Data for analysis |
⁂

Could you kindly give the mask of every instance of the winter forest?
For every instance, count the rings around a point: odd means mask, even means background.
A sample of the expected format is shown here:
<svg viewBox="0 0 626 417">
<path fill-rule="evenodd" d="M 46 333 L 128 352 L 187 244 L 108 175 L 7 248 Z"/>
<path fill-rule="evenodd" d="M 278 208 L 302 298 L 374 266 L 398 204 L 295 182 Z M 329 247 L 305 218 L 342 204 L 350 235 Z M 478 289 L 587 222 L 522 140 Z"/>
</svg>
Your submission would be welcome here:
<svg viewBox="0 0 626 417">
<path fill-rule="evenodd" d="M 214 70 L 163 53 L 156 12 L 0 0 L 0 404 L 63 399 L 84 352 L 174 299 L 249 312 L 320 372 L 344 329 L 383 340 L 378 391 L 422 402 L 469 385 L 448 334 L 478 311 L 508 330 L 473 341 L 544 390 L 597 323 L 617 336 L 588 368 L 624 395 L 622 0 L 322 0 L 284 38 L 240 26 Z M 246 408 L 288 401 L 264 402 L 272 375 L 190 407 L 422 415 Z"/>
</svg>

⁂

What the task asks |
From the first line to the last, retype the records exactly as they stand above.

Solved exercise |
Could you kindly give the mask of every instance of the winter forest?
For every instance, count the rings around a point: odd means mask, even means background.
A sample of the expected format is shown here:
<svg viewBox="0 0 626 417">
<path fill-rule="evenodd" d="M 46 333 L 128 352 L 187 244 L 108 175 L 7 248 Z"/>
<path fill-rule="evenodd" d="M 278 208 L 302 298 L 374 266 L 398 204 L 295 182 Z M 329 247 L 305 218 L 342 204 L 350 235 Z M 478 289 L 587 222 L 522 140 Z"/>
</svg>
Your submission would be welcome here:
<svg viewBox="0 0 626 417">
<path fill-rule="evenodd" d="M 214 70 L 163 53 L 156 12 L 0 0 L 0 404 L 63 399 L 84 352 L 174 299 L 249 312 L 320 372 L 344 329 L 383 340 L 378 391 L 422 402 L 469 385 L 448 334 L 478 311 L 508 330 L 473 341 L 544 390 L 597 323 L 617 336 L 588 368 L 624 395 L 622 0 L 322 0 L 284 38 L 240 26 Z M 246 408 L 288 401 L 264 402 L 272 375 L 190 407 L 422 415 Z"/>
</svg>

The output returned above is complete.